═══ READING TEXT

Why the best marathon training looks like a smart investment strategy

Paul Kearney

Executive Chairman | UK

Genius is one percent inspiration, ninety nine percent perspiration

Thomas Edison

Large datasets have a habit of challenging intuition. Recent analysis of marathon training does exactly that and provides a useful lens through which to think about long-term investing.

A 2024 1 study analysing training data from approximately 120,000 marathon runners over a 16-week period found that faster race outcomes were driven primarily by distance run and consistency, not by intensity.

The fastest runners accumulated roughly three times the weekly distance of the slowest, trained on more days and completed significantly more long runs. Those who logged around ten long runs of over 20km finished, on average, almost 50 minutes faster than those who completed none. Crucially, almost all of this additional training was done at a pace below marathon speed and below the lactate threshold, described by runners as “easy” running.

This matters because the physiological attributes that underpin endurance performance adapt slowly. Aerobic efficiency, fuel utilisation and running economy improve most reliably through sustained, low-intensity effort with limited injury risk and shorter recovery times.

══════
═══ ENTRIES

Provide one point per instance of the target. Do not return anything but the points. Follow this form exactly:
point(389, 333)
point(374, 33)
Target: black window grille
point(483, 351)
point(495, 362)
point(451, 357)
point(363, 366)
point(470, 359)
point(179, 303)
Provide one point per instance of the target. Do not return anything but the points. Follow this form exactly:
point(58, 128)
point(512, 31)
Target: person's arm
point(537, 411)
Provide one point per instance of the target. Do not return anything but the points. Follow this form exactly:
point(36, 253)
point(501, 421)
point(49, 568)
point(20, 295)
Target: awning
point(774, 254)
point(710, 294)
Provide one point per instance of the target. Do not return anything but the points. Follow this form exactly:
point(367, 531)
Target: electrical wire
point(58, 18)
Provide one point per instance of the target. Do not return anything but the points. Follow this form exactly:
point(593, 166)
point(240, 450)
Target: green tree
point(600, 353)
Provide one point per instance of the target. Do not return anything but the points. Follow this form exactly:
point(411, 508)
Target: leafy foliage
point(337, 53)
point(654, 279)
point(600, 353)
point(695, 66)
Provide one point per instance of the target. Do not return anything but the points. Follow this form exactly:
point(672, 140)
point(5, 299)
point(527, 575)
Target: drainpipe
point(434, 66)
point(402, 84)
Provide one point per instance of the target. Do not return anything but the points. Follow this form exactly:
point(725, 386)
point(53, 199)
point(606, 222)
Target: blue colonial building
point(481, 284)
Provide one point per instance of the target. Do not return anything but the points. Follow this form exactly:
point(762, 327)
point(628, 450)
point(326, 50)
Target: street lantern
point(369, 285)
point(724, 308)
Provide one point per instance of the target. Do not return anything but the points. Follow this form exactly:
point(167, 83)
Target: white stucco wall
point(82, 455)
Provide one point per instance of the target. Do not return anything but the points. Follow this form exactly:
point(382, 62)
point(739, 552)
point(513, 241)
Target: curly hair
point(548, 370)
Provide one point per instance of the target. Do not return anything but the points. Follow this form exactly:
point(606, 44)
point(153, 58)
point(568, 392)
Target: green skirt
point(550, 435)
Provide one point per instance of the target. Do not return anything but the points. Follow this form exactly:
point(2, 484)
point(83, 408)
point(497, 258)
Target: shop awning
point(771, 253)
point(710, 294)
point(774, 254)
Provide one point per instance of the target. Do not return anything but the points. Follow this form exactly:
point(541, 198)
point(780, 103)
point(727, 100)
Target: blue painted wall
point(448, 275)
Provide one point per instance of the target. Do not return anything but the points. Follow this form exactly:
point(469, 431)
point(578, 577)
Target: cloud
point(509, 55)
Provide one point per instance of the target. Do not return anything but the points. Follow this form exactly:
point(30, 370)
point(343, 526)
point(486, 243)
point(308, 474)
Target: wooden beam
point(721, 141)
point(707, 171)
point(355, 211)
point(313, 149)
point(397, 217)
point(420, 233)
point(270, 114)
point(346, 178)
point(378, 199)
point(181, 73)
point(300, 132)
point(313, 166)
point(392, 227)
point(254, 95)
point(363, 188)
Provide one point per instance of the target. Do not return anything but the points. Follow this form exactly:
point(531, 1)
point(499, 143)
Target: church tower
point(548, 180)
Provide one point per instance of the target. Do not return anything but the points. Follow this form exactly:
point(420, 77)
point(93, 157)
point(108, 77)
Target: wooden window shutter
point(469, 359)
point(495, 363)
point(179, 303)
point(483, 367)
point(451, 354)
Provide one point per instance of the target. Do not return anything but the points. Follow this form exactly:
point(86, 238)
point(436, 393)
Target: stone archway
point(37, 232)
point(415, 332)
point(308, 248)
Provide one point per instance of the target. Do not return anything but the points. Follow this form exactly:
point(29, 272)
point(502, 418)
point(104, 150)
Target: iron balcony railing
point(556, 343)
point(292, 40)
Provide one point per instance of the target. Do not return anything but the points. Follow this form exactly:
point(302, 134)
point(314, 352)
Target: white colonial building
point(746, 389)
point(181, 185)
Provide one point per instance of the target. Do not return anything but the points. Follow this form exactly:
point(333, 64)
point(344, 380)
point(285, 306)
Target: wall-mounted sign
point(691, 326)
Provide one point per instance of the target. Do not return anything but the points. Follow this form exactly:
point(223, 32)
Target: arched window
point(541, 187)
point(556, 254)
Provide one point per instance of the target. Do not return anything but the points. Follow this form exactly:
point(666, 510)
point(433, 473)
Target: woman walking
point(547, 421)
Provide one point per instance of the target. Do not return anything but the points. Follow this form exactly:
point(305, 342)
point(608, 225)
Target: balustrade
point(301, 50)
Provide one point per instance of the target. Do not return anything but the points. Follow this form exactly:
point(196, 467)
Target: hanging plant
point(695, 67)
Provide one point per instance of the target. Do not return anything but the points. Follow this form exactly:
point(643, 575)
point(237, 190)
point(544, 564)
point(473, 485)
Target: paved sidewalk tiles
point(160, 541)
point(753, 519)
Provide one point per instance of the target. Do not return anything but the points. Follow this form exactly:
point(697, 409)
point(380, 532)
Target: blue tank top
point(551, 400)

══════

• REQUIREMENT A: Reproduce the marathon training article word for word, from "Why the best" up to and including "about long-term investing.".
• REQUIREMENT B: Carry the article on marathon training and investing forward from its final sentence.
You can set the lines aside; they aren't required here.

• EXERCISE RESPONSE A:
Why the best marathon training looks like a smart investment strategy

Paul Kearney

Executive Chairman | UK

Genius is one percent inspiration, ninety nine percent perspiration

Thomas Edison

Large datasets have a habit of challenging intuition. Recent analysis of marathon training does exactly that and provides a useful lens through which to think about long-term investing.

• EXERCISE RESPONSE B:
Elite athletes typically spend around 80% of their training time running at low intensity, despite the temptation to push harder. By contrast, many recreational runners train too fast too often, accumulating stress without building the base required for durable performance.

The parallel with investing is direct.

Long-term investment outcomes are dominated by exposure, persistence and time, not by short bursts of activity.

A diversified beta portfolio plays the role of low-intensity mileage. It compounds steadily, provides broad exposure to economic growth and reduces the behavioural strain associated with volatility and decision-making. Like easy running, it can feel unspectacular, yet it is doing most of the work.

Repeatedly “running fast” in markets, through concentrated positions, frequent tactical shifts or return-chasing, resembles threshold training undertaken too frequently. It feels productive, but it raises the probability of injury in the form of drawdowns, poor timing and forced exits at

precisely the wrong moment. Just as runners who push intensity struggle to sustain training distance, investors who push portfolios aggressively often struggle to remain invested long enough for compounding to do its work.

The marathon data also highlights the importance of tapering. Reducing training load several weeks before race day improves performance by allowing muscles to replenish glycogen stores and repair accumulated fatigue.

In portfolio terms, this maps neatly to disciplined rebalancing and risk management: trimming excess exposure after strong periods and ensuring portfolios are properly positioned for the next phase rather than exhausted by the last.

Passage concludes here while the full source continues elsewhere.